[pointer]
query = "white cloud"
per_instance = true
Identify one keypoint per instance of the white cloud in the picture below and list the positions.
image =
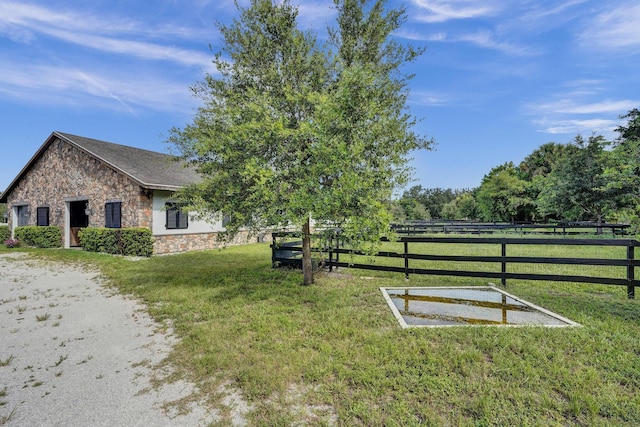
(428, 98)
(436, 11)
(570, 116)
(23, 22)
(585, 127)
(486, 39)
(46, 84)
(571, 106)
(617, 28)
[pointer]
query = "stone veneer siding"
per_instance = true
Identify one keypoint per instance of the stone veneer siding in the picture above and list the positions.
(174, 243)
(64, 172)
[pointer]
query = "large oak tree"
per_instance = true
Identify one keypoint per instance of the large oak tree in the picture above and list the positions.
(291, 130)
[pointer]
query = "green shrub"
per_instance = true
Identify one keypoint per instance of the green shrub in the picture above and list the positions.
(119, 241)
(5, 233)
(40, 237)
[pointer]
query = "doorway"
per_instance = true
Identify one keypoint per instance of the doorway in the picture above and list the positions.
(78, 219)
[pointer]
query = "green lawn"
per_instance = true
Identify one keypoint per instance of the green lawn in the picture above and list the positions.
(332, 354)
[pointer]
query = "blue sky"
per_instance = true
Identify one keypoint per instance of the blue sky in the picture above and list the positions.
(499, 78)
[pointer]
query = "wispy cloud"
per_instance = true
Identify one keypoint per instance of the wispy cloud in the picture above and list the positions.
(428, 98)
(615, 28)
(24, 22)
(487, 40)
(46, 84)
(568, 115)
(436, 11)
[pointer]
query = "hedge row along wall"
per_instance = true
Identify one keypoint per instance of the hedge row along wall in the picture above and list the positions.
(5, 233)
(119, 241)
(40, 237)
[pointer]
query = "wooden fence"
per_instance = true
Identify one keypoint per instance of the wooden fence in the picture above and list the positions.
(289, 254)
(475, 227)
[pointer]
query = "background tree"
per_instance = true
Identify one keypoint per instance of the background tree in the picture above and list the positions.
(577, 189)
(502, 195)
(462, 207)
(433, 199)
(290, 131)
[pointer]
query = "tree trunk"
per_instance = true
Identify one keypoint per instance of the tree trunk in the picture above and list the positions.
(307, 265)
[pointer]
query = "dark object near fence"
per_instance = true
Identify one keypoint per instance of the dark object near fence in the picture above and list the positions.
(334, 251)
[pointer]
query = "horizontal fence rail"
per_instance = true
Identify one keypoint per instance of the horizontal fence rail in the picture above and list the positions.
(289, 254)
(476, 227)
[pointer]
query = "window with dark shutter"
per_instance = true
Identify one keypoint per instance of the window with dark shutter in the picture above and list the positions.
(176, 217)
(112, 214)
(43, 216)
(23, 215)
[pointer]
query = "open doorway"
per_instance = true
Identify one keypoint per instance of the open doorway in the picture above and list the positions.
(78, 219)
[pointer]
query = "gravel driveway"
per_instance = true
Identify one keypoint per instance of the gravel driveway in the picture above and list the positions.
(73, 353)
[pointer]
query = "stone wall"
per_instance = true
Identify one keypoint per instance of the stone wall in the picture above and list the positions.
(63, 173)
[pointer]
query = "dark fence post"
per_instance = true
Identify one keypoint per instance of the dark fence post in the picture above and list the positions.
(406, 260)
(631, 290)
(273, 250)
(504, 263)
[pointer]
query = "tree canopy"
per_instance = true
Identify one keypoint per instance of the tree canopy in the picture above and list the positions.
(291, 130)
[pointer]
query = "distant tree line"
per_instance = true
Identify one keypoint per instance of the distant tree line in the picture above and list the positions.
(588, 179)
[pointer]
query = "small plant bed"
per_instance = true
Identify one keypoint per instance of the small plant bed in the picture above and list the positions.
(331, 353)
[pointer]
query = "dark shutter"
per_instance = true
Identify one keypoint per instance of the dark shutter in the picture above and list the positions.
(176, 218)
(112, 214)
(43, 216)
(23, 215)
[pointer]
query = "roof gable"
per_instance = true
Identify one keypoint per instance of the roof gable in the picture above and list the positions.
(150, 169)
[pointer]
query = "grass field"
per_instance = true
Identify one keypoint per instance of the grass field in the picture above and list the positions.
(332, 354)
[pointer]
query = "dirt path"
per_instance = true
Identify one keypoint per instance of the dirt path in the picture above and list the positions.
(74, 354)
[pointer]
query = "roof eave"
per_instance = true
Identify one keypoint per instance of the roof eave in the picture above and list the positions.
(5, 195)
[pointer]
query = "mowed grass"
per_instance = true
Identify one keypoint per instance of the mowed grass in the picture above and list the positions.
(332, 354)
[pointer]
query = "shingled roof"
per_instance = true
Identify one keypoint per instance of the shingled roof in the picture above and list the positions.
(150, 169)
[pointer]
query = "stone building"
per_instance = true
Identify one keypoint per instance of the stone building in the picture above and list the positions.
(74, 182)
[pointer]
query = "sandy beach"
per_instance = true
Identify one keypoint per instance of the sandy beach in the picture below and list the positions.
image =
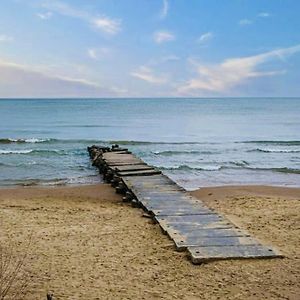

* * * * * * *

### Exercise brief
Check each line of the data above, and please copy the ones in which the string "white" occurs.

### Exercise response
query = "white cloud"
Identify one keypoint per instance of the white cloud in the picture below and list the positions.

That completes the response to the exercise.